> Dataset rows showing where objects appear
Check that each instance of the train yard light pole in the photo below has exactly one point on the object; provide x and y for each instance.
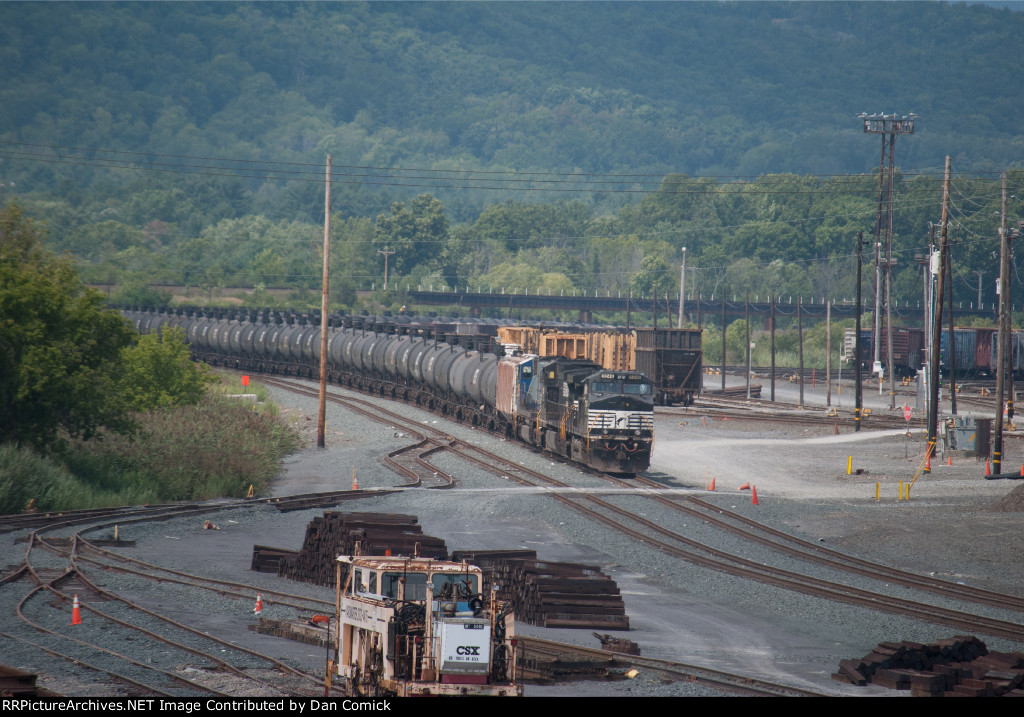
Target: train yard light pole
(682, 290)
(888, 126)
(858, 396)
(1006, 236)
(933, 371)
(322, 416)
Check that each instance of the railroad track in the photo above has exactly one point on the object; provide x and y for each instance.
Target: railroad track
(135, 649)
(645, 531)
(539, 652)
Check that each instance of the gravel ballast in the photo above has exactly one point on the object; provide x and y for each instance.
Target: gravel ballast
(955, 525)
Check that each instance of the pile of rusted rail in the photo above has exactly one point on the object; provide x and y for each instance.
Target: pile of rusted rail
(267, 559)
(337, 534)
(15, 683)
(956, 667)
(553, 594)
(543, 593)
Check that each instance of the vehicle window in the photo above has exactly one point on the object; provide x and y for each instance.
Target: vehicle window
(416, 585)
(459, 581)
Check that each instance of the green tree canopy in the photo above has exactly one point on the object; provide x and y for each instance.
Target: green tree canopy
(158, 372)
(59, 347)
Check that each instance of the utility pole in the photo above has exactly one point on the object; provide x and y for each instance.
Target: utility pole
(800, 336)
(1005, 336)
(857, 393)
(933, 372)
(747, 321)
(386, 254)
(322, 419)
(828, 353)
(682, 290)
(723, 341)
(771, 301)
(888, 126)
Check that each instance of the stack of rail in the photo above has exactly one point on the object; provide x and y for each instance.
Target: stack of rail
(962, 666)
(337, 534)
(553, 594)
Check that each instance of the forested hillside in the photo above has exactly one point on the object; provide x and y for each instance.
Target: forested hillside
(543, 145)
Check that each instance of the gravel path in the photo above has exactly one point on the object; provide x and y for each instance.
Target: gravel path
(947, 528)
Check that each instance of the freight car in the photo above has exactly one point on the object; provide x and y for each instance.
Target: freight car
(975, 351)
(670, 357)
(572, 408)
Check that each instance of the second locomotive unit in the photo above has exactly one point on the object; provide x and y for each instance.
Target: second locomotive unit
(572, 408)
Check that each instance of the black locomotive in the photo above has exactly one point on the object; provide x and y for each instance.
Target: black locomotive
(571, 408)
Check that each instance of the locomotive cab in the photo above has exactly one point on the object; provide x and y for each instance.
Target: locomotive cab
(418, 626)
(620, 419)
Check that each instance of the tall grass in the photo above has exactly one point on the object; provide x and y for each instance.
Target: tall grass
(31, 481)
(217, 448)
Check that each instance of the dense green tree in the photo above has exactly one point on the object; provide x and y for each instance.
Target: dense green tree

> WRITTEN REQUEST
Copy verbatim every line from the one containing "Check that each instance of the utility" through the end of the records, including both of those lines.

> RESPONSE FOR THIS EXERCISE
Check that each instance of the utility pole in the photo above has exactly one point on the object; provide x and y for each instance.
Target: utility pole
(800, 336)
(1005, 336)
(857, 393)
(933, 372)
(747, 321)
(386, 254)
(322, 419)
(828, 353)
(682, 290)
(723, 341)
(771, 301)
(888, 126)
Check that each instance of the stack of rail in the photo above has exactly one point on the object; provide x and y for each instance.
Target: stack of rail
(962, 666)
(337, 534)
(553, 594)
Check that each instance of the forested hillside in the photo above has exactly one point on the object; provide x and y for each instance.
Target: forested hillside
(543, 145)
Check that each instance of the gravel path in the photo above has exactly one point on the object; provide x and y for each instance.
Target: gravel path
(947, 528)
Check that each instance of the freight car in the photo above has exactly one point on the object; provide x and y for each instance.
Target: freight car
(975, 351)
(670, 357)
(572, 408)
Check that each instance of the second locomotive unit in the photo above has exactly one point on the object; provide x and y for each instance.
Target: second locomotive unit
(572, 408)
Check that each instance of the black locomotive in the photo above has exactly one point on the object; provide x and y for each instance.
Target: black locomotive
(571, 408)
Check that each instance of the locomotive cab in the photo above has exactly one point on the object; provide x and y for each instance.
Target: locomotive cab
(418, 626)
(620, 419)
Check that each instance of the tall grass in the photo above has exactly one point on the object; provide x and y for each instance.
Target: tall grass
(31, 481)
(217, 448)
Check that each instance of the dense green tree in the photo above has exactly one point on the object; provide x and y for each instance.
Target: dense green tree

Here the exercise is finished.